Content starts

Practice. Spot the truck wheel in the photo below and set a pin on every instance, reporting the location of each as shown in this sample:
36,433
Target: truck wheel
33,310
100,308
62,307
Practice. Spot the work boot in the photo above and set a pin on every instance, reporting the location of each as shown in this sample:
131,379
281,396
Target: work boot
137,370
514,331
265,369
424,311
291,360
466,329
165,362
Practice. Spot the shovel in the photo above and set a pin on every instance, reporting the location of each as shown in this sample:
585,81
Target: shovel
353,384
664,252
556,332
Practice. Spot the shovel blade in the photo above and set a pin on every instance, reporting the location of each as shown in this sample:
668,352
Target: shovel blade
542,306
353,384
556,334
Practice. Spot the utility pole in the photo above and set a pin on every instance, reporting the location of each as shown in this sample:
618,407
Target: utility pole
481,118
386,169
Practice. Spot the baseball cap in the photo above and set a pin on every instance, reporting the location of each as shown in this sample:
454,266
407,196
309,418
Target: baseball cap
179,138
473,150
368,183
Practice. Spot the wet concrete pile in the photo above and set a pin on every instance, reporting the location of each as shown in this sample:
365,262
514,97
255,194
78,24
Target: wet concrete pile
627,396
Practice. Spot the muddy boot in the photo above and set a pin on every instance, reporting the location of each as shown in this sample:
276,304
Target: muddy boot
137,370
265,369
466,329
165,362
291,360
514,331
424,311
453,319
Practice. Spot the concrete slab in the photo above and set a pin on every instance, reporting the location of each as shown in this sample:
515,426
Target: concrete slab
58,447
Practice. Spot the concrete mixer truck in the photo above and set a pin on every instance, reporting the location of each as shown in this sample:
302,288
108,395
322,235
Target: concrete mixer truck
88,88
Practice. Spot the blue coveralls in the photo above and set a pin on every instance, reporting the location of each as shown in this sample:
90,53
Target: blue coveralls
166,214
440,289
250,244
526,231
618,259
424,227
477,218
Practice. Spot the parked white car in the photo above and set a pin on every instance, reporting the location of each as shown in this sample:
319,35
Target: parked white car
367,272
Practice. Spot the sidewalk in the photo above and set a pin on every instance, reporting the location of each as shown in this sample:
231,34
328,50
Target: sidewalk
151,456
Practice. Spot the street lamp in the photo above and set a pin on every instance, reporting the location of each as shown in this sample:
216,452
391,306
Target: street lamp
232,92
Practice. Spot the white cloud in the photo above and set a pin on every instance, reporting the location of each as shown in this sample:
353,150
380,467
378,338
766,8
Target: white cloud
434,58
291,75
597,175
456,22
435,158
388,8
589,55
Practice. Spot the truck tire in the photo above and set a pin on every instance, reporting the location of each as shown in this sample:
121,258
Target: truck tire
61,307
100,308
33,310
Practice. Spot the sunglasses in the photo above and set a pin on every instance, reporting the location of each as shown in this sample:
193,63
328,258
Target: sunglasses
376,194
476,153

Content ends

*Your instructions*:
Send back every record, precisely as written.

*Task result*:
Practice. Spot the truck wheel in the photo below and set a pin on every instance, reporting the location of each as shown in this sample:
36,433
Target: truck wheel
33,310
100,308
62,307
Practice. Spot the work boot in the photo above and set a pin on every instance, reporting the location of each as shown in this sample:
131,379
281,396
Target: work boot
137,370
514,331
265,369
424,311
291,360
466,329
165,362
Practice. Spot the shovel in the photo above and set a pin on every instance, reporting the location of each as shown in this sample:
585,81
Target: shovel
353,384
664,252
556,332
Practice. Spot the shovel blade in the photo above and set a pin on every instance, reporting the location of each as shown in this sample:
668,352
Target: shovel blade
542,306
353,384
556,334
Practice. Spot the utility pole in the photo above and set a pin on every instance, reporting the location of each as shown in this sample:
618,407
Target: utility pole
481,118
386,169
Practice. Spot the baseball cap in the photo above and set a pin on every instance, reporting the location of each as shown in this sample:
454,266
407,196
309,418
Target: baseball cap
179,138
473,150
368,183
Practice. Spot the wet concrete pile in the photo above and set a pin on every instance, reporting the location of each as shown in this sample:
365,262
514,97
255,194
78,24
Target: wet concrete pile
627,396
Practice. Spot the muddy boot in the photo above and set a pin on every instance, reporting the location of each as shown in this sample:
276,304
Target: muddy boot
137,370
265,369
466,329
165,362
291,360
514,331
424,311
453,319
Practice. Spot the concrete slab in the photo above and set a pin on every instance, reporting the location of each as shown in this sample:
515,426
Target: concrete slab
58,447
Practice. Spot the concrete mixer truck in the photo above and set a pin on every instance, reporting the location of each as shown in this sample:
302,288
108,395
322,235
Target: concrete mixer truck
88,88
Practice. Spot the blue coveralls in the photo above and set a pin on every instance, reporting the location of each as shown in this sample:
90,53
Target: blue coveralls
166,214
440,289
250,244
526,231
618,259
424,227
477,218
Practice. Spot the parked white car in the photo above and set a pin on every instance, reporting the location of each as shown in this sample:
319,35
Target: parked white car
367,272
Practice. Spot the sidewalk in the photo above and set a pin on every instance, reporting the location of each as shown in this sample:
231,34
328,50
Target: sidewalk
151,456
Practice. Spot the street lamp in the photo above and set a pin on every instance, reporting the location of each as shown in this sample:
216,452
391,306
Target: street lamp
232,92
Practice. Spot the white cloud in the photo above and set a pin on every instance, reporting the location of each as shown in this sample:
353,150
380,467
378,338
766,8
Target: white cloud
434,58
291,75
597,175
456,22
435,158
388,8
589,55
Practice. Spot the truck tire in the photo above and set a pin on every instance, reporting the location of each as shown in this sample:
121,258
Target: truck tire
61,307
100,308
33,310
Practice. Spot the sunglasses in the photo above and set a pin on every instance, reporting the location of each as shown in this sample:
193,63
328,258
Target: sunglasses
376,194
476,153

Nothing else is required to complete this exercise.